The Decree on Peace, enacted one hundred years ago today, was the first decree of the Workers’ and Peasants’ Government after its assumption of power in Petrograd. Written and introduced by Lenin, it was adopted unanimously by the All-Russian Congress of Soviets of Workers,’ Soldiers’ and Peasants’ Deputies on November 8 (October 26, O.S.).
Decree on Peace
The Workers’ and Peasants’ government, created by the revolution of October 24-25 [O.S.], and basing itself on the Soviet of Workers, Soldiers and Peasants Deputies, proposes to all belligerent peoples and their governments to immediately begin negotiations about a just, democratic peace.
By a just or democratic peace, for which the overwhelming majority of the working and toiling classes of all the belligerent countries, exhausted, tormented and racked by the war, are craving—a peace that has been most definitely and insistently demanded by the Russian workers and peasants ever since the overthrow of the tsarist monarchy—by such a peace the Government means an immediate peace without annexations (i.e., without the seizure of foreign lands, without the forcible incorporation of foreign nations) and without indemnities.
The Government of Russia proposes that this kind of peace be immediately concluded by all the belligerent nations, and expresses its readiness to take all the resolute measures now, without the slightest delay, pending the final ratification of all the terms of such a peace by plenipotentiary assemblies of the people’s representatives of all countries and all nations.
In accordance with the legal concepts of democracy in general, and of the working classes in particular, the Government understands by incorporation or seizure of foreign territory to mean every incorporation of a small or weak nation into a large or powerful state without the precisely, clearly, and voluntarily-expressed consent and wish of that nationality, irrespective of the time when this forcible incorporation took place, irrespective also of the degree of development or backwardness of the nation forcibly annexed to the given state, or forcibly retained within its borders, and irrespective, finally, of whether this nation is in Europe or in distant, overseas countries.
If any nation whatsoever is forcibly kept within the borders of a given state, if, in spite of its expressed desire—no matter whether expressed in the press, in national assemblies, in the decisions of parties, or in protests and uprisings against the national yoke—is not accorded the right to decide the forms of its state existence by a free vote, taken after the complete evacuation of the troops of the incorporating or generally more powerful nation and without the least pressure being brought to bear, then its incorporation is annexation, i.e., seizure and an act of violence.
The Government considers it the greatest of crimes against humanity to continue this war over the issue of how to divide among the strong and rich nations the weak nationalities they have conquered, and solemnly announces its determination immediately to sign terms of peace to stop this war on the terms indicated, which are equally just for all nationalities without exception.
At the same time the government declares that it does not regard the above-mentioned peace terms as an ultimatum; in other words, it is prepared to consider any other peace terms, and insists only that they be advanced by any of the belligerent countries as speedily as possible, and that in the peace proposals there should be absolute clarity and the complete absence of all ambiguity and secrecy.
The Government abolishes secret diplomacy, and expresses for its part, the firm determination to conduct all negotiations absolutely openly before the entire people. It will proceed immediately with the full publication of the secret treaties endorsed or concluded by the government of land-owners and capitalists from February to October 25, 1917. The Government proclaims the unconditional and immediate annulment of everything contained in these secret treaties insofar as it is aimed, as is mostly the case, at securing advantages and privileges for the Russian landowners and capitalists and at the retention, or extension, of the annexations made by the Great Russians.

::::

SET PROBLEM
According to the Decree on Peace, in what ways may a nation express its desire before its forcible retention within a state counts as annexation? List all of them. The rows play no part in this task.

::::

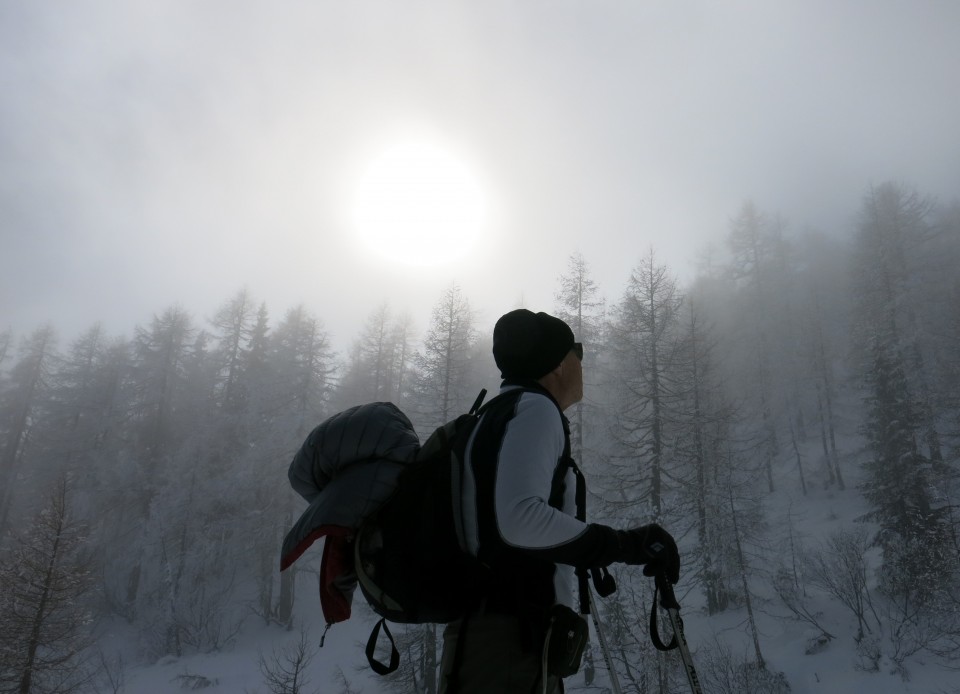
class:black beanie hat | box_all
[493,308,574,380]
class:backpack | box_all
[354,388,524,675]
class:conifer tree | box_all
[0,480,93,694]
[0,326,57,531]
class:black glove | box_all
[620,523,680,583]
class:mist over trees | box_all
[0,183,960,692]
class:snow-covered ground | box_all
[116,460,960,694]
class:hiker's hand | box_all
[625,523,680,583]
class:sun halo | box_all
[353,140,485,266]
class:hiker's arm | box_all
[496,396,679,582]
[496,395,623,566]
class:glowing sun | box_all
[353,141,485,265]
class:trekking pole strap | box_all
[366,618,400,675]
[650,573,703,694]
[650,579,680,651]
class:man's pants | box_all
[440,612,563,694]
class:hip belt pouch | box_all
[543,605,589,677]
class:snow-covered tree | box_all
[0,480,94,694]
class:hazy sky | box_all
[0,0,960,354]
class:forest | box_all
[0,182,960,694]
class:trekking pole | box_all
[650,572,703,694]
[587,590,623,694]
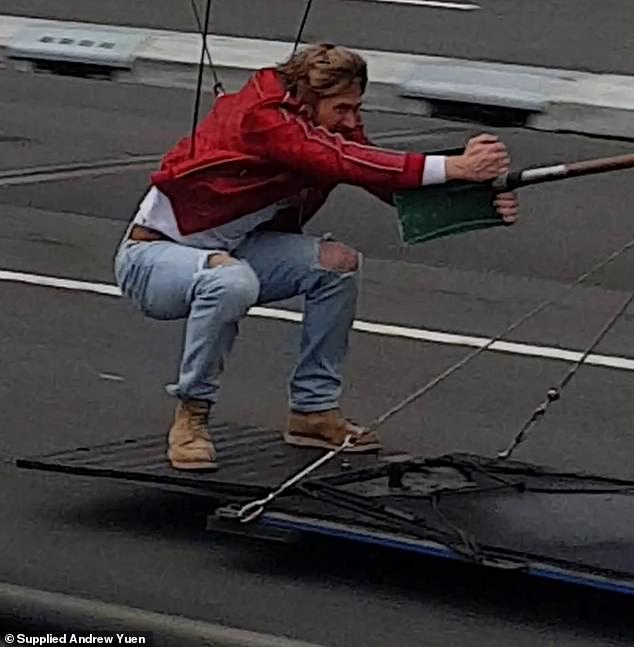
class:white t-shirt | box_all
[132,155,445,252]
[132,187,287,251]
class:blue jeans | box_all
[115,225,358,412]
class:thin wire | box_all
[191,0,224,95]
[189,0,211,157]
[498,292,634,459]
[364,230,634,434]
[293,0,313,54]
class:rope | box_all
[191,0,225,96]
[293,0,313,54]
[189,0,211,157]
[498,292,634,459]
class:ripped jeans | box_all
[114,232,360,412]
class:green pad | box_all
[394,182,504,245]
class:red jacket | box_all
[151,68,425,235]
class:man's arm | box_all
[242,104,425,191]
[350,122,447,206]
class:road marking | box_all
[0,270,634,371]
[99,373,124,382]
[364,0,480,11]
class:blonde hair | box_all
[276,43,368,104]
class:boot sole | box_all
[284,432,381,454]
[170,461,218,472]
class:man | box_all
[115,44,517,470]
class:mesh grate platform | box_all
[16,423,377,497]
[17,430,634,595]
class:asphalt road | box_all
[0,71,634,647]
[1,0,634,74]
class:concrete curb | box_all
[0,583,320,647]
[0,16,634,139]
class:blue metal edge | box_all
[260,512,634,595]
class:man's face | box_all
[314,83,363,136]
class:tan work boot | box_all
[284,409,381,453]
[167,400,218,470]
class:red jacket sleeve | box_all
[242,104,425,191]
[351,121,396,206]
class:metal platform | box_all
[17,424,634,595]
[16,422,376,499]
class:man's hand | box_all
[446,135,511,182]
[494,193,520,225]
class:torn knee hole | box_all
[319,241,359,272]
[207,252,239,267]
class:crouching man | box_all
[115,44,517,470]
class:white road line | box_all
[363,0,480,11]
[0,270,634,371]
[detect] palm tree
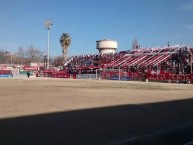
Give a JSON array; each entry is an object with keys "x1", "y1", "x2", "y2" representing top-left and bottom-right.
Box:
[{"x1": 60, "y1": 33, "x2": 71, "y2": 64}]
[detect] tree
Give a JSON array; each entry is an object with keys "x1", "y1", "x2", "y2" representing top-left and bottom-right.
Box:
[
  {"x1": 60, "y1": 33, "x2": 71, "y2": 64},
  {"x1": 26, "y1": 46, "x2": 43, "y2": 62}
]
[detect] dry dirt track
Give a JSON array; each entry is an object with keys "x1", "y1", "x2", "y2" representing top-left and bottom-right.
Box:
[{"x1": 0, "y1": 78, "x2": 193, "y2": 145}]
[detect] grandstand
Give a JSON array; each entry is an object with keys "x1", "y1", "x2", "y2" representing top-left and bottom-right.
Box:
[{"x1": 43, "y1": 45, "x2": 193, "y2": 83}]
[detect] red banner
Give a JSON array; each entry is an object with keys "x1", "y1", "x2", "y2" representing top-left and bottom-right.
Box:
[{"x1": 23, "y1": 66, "x2": 38, "y2": 71}]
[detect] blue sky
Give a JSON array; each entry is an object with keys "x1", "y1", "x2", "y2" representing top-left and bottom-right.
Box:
[{"x1": 0, "y1": 0, "x2": 193, "y2": 56}]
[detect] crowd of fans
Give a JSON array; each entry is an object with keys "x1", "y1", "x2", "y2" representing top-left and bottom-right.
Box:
[{"x1": 66, "y1": 46, "x2": 193, "y2": 74}]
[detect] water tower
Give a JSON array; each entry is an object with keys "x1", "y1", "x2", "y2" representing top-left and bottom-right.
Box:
[{"x1": 96, "y1": 39, "x2": 118, "y2": 53}]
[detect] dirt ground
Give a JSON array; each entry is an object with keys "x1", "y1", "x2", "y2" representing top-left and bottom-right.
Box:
[{"x1": 0, "y1": 78, "x2": 193, "y2": 145}]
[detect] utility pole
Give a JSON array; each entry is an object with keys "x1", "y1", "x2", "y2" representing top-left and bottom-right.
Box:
[{"x1": 44, "y1": 19, "x2": 52, "y2": 69}]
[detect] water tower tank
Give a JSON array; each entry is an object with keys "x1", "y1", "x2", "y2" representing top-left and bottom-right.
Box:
[{"x1": 96, "y1": 39, "x2": 118, "y2": 53}]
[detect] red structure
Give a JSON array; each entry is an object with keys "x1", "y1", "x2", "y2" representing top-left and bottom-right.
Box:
[{"x1": 44, "y1": 45, "x2": 193, "y2": 83}]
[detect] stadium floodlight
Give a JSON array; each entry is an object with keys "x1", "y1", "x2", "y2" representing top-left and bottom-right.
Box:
[{"x1": 44, "y1": 19, "x2": 52, "y2": 69}]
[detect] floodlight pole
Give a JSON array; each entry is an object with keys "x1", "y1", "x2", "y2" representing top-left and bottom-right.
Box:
[{"x1": 44, "y1": 19, "x2": 52, "y2": 69}]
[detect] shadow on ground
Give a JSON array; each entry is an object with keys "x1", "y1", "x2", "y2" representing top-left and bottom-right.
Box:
[{"x1": 0, "y1": 99, "x2": 193, "y2": 145}]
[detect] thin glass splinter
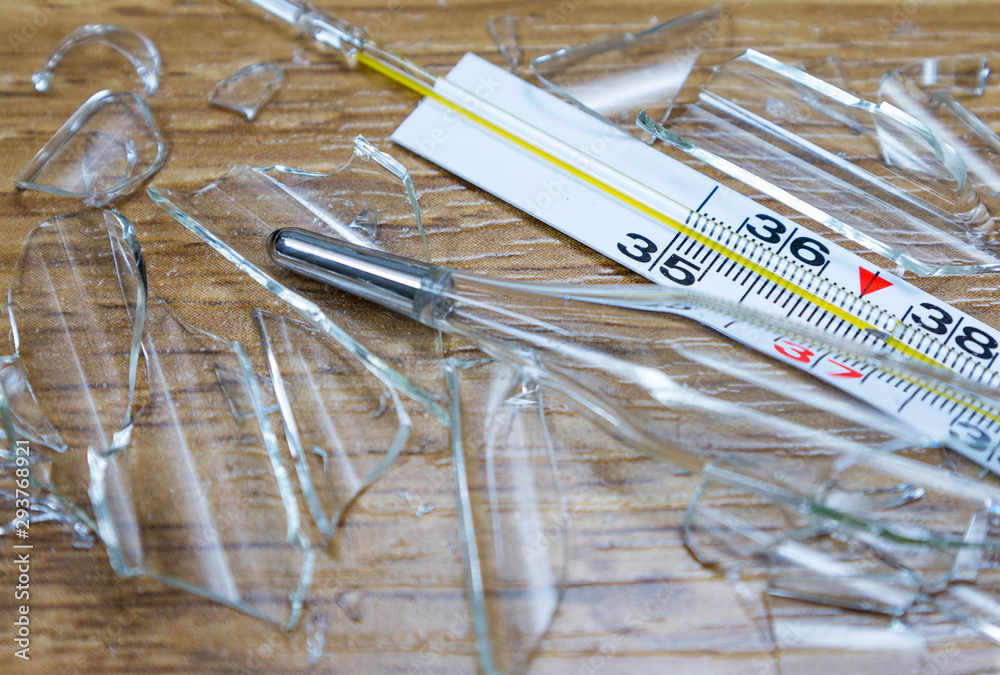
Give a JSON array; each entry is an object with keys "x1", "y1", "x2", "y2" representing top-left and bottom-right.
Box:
[
  {"x1": 879, "y1": 72, "x2": 1000, "y2": 197},
  {"x1": 531, "y1": 5, "x2": 722, "y2": 129},
  {"x1": 31, "y1": 24, "x2": 161, "y2": 96},
  {"x1": 900, "y1": 54, "x2": 990, "y2": 96},
  {"x1": 254, "y1": 310, "x2": 410, "y2": 538},
  {"x1": 208, "y1": 61, "x2": 285, "y2": 120},
  {"x1": 486, "y1": 12, "x2": 521, "y2": 70},
  {"x1": 14, "y1": 90, "x2": 167, "y2": 206}
]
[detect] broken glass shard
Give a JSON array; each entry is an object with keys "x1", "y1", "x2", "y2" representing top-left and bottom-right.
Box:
[
  {"x1": 208, "y1": 61, "x2": 285, "y2": 120},
  {"x1": 148, "y1": 138, "x2": 448, "y2": 420},
  {"x1": 445, "y1": 359, "x2": 567, "y2": 673},
  {"x1": 771, "y1": 615, "x2": 933, "y2": 675},
  {"x1": 531, "y1": 5, "x2": 722, "y2": 133},
  {"x1": 684, "y1": 482, "x2": 921, "y2": 616},
  {"x1": 900, "y1": 54, "x2": 990, "y2": 96},
  {"x1": 268, "y1": 231, "x2": 1000, "y2": 564},
  {"x1": 14, "y1": 91, "x2": 167, "y2": 206},
  {"x1": 486, "y1": 12, "x2": 521, "y2": 70},
  {"x1": 31, "y1": 24, "x2": 161, "y2": 96},
  {"x1": 879, "y1": 72, "x2": 1000, "y2": 197},
  {"x1": 254, "y1": 310, "x2": 410, "y2": 537},
  {"x1": 638, "y1": 50, "x2": 1000, "y2": 276},
  {"x1": 4, "y1": 209, "x2": 313, "y2": 626}
]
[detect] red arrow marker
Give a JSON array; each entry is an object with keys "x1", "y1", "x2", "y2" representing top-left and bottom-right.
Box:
[
  {"x1": 858, "y1": 267, "x2": 892, "y2": 297},
  {"x1": 827, "y1": 360, "x2": 864, "y2": 378}
]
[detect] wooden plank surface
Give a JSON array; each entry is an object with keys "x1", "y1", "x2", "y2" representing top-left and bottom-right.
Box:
[{"x1": 0, "y1": 0, "x2": 1000, "y2": 674}]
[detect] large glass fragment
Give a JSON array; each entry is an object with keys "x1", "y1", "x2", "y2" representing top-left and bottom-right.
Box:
[
  {"x1": 148, "y1": 138, "x2": 448, "y2": 421},
  {"x1": 31, "y1": 23, "x2": 161, "y2": 96},
  {"x1": 531, "y1": 5, "x2": 722, "y2": 128},
  {"x1": 268, "y1": 231, "x2": 1000, "y2": 564},
  {"x1": 14, "y1": 90, "x2": 167, "y2": 206},
  {"x1": 445, "y1": 359, "x2": 567, "y2": 673},
  {"x1": 254, "y1": 310, "x2": 410, "y2": 537},
  {"x1": 652, "y1": 50, "x2": 1000, "y2": 275},
  {"x1": 208, "y1": 61, "x2": 285, "y2": 120},
  {"x1": 1, "y1": 209, "x2": 313, "y2": 625}
]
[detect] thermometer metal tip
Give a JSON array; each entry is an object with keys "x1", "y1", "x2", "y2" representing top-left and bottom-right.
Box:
[{"x1": 267, "y1": 227, "x2": 447, "y2": 316}]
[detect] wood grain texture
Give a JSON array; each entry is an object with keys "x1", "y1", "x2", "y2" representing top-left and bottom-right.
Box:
[{"x1": 0, "y1": 0, "x2": 1000, "y2": 675}]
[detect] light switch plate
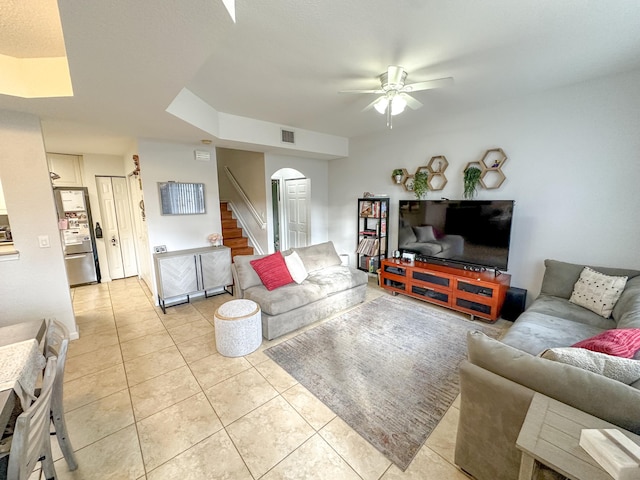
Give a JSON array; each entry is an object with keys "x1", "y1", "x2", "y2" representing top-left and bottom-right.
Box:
[{"x1": 38, "y1": 235, "x2": 51, "y2": 248}]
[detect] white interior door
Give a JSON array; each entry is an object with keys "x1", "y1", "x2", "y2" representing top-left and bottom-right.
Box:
[
  {"x1": 284, "y1": 178, "x2": 310, "y2": 248},
  {"x1": 96, "y1": 177, "x2": 138, "y2": 280},
  {"x1": 111, "y1": 177, "x2": 138, "y2": 277}
]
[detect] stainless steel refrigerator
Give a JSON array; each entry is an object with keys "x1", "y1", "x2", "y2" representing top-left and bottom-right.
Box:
[{"x1": 53, "y1": 187, "x2": 100, "y2": 287}]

::::

THE RESPONSE
- In the press
- In national assemblies
- In the decisions of parties
- In protests and uprisings against the national yoke